> Check your understanding:
a. In the passage on the Arab Bureau, who was the director of Naval Intelligence in Britain who backed Clayton's concept?
b. Condense the paragraph of the Arab Bureau passage that opens "Sykes' proposal was welcomed by Gilbert Clayton" into a short bulleted list of its main facts.
c. Update the Arab Bureau passage by giving it again starting with "The Arab Bureau was a" and going on through "of the Middle East.", with "dissemination" swapped for "distribution".
====== Given text
The Arab Bureau was a section of the Cairo Intelligence Department established in 1916 during the First World War, and closed in 1920, whose purpose was the collection and dissemination of propaganda and intelligence about the Arab regions of the Middle East.

According to a Committee of Imperial Defence paper from 7 January 1916, the Arab Bureau was established to "harmonise British political activity in the Near East...[and] keep the Foreign Office, the India Office, the Committee of Defence, the War Office, the Admiralty, and Government of India simultaneously informed of the general tendency of Germano-Turkish Policy."

Bruce Westrate wrote in his 1992 history of the Arab Bureau that "the agency has subsequently borne much of the blame for Britain's terrible mishandling of Middle Eastern policy during and shortly after World War I."

==History==
===Beginnings===
It was constituted on the initiative of Mark Sykes who, in December 1915, reported to London that, in a recent tour of the Middle East from Egypt to India, he had discovered that the German and Turkish Governments were widely distributing anti-British wartime propaganda that countered British efforts and action in the Middle East. Sykes was concerned because British command posts in the Middle East were generally uncooperative and thus far unable to produce effective counterpropaganda. Sykes proposed the creation of a London office under his auspices to gather, filter, and distribute intelligence on the German and Turkish Middle East policy and "co-ordinate propaganda in favour of the United Kingdom among non-Indian Moslems."

===Support===
Sykes' proposal was welcomed by Gilbert Clayton, the director of civilian and military intelligence in Egypt and Sudan. Clayton believed that such an office might not only discover and counter enemy propaganda but be capable of overseeing a wider collection of political and military information regarding the Middle East and in turn produce easily understood reports to inform policymaking in Cairo and London toward the Ottoman Arab territories.

===Opposition===
Clayton's preference for locating the Arab Bureau in Cairo met with resistance from the Indian Government (under the Viceroy Charles Hardinge) and the India Office (under the Secretary of State for India, Austen Chamberlain), who did not want interference in their control of territories around the Persian Gulf and particularly the Iraq provinces that they planned to occupy and cultivate for grain production for India. Newly discovered oil deposits located around the North Gulf brought further attention to the region. But the director of Naval Intelligence in Britain, Captain Reginald 'Blinker' Hall, supported Clayton's concept and urged government approval.

===Establishment===
The result was a compromise. In January 1916, the Arab Bureau was established as a section of Sudan Intelligence in Cairo, ultimately answering to the High Commissioner in Egypt (Henry McMahon) who in turn was overseen by the Foreign Office and the Secretary of State for Foreign Affairs (Edward Grey) in London. It was staffed by Middle East experts from military intelligence, Egypt Force who shared Clayton's outlook.
============
====== Data
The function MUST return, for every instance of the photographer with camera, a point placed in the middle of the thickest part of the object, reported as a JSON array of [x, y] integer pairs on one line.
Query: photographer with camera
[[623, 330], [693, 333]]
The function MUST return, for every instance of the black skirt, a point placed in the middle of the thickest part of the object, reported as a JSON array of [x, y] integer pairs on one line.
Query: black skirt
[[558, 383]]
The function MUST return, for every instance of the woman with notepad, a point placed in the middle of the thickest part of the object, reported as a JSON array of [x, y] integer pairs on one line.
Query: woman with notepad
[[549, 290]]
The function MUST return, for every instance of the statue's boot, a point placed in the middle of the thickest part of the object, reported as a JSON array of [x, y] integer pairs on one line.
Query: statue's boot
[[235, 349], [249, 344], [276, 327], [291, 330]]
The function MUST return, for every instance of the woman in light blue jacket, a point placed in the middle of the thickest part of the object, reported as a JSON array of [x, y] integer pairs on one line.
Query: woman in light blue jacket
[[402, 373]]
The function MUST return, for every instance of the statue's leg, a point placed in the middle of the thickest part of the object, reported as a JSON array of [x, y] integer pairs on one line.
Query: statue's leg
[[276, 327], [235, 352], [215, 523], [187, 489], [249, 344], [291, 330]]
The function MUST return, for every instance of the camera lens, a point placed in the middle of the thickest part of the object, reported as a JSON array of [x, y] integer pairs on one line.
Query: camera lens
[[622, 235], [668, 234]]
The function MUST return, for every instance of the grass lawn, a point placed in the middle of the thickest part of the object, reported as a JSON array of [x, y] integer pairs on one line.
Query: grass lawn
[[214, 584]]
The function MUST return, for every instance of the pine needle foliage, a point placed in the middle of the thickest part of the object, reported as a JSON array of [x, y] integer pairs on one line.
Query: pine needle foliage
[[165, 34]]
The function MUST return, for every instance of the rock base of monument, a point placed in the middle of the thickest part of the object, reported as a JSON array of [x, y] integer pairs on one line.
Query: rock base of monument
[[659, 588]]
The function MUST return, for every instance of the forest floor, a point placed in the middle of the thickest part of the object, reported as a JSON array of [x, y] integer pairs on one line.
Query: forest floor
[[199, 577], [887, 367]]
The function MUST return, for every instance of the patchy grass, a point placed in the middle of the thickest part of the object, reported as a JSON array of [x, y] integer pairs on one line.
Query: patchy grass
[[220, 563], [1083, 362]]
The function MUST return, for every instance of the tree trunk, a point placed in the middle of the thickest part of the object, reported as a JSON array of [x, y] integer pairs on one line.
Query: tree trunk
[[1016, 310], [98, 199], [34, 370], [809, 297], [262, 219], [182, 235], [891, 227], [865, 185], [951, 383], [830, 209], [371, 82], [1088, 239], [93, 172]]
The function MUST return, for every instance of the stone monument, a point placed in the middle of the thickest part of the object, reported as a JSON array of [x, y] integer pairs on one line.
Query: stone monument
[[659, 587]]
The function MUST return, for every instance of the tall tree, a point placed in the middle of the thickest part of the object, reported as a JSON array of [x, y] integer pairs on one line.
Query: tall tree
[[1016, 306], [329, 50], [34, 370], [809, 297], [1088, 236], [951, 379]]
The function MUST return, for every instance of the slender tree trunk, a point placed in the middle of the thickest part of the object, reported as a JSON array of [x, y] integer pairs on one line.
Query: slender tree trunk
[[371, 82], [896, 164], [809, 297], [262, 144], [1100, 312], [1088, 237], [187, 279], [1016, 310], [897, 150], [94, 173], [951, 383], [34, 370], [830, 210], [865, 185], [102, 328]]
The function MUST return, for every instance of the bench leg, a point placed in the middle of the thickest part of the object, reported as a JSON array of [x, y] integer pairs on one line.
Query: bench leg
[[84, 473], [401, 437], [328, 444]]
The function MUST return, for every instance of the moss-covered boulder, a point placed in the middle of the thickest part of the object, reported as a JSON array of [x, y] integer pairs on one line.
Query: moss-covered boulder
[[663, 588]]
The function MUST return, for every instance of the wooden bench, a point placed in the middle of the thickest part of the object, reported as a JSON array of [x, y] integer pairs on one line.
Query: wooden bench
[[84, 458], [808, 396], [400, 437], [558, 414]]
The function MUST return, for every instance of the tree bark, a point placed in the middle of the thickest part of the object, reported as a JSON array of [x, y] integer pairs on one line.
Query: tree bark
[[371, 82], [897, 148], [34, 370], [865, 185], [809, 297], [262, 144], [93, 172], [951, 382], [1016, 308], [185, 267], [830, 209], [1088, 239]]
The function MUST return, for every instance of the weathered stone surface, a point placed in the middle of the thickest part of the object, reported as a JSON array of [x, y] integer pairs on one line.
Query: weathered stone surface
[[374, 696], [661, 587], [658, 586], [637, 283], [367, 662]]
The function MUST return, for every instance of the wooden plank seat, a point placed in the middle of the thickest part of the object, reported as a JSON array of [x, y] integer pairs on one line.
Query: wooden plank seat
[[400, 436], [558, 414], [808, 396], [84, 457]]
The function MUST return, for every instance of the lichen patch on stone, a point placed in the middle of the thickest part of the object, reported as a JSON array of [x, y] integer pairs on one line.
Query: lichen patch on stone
============
> Answers by item:
a. Captain Reginald 'Blinker' Hall.

b.
- Gilbert Clayton, director of civilian and military intelligence in Egypt and Sudan, welcomed Sykes' proposal.
- He thought the office could discover and counter enemy propaganda.
- He also saw it overseeing a wider collection of political and military information on the Middle East.
- It could then produce easily understood reports to inform policymaking in Cairo and London toward the Ottoman Arab territories.

c.
The Arab Bureau was a section of the Cairo Intelligence Department established in 1916 during the First World War, and closed in 1920, whose purpose was the collection and distribution of propaganda and intelligence about the Arab regions of the Middle East.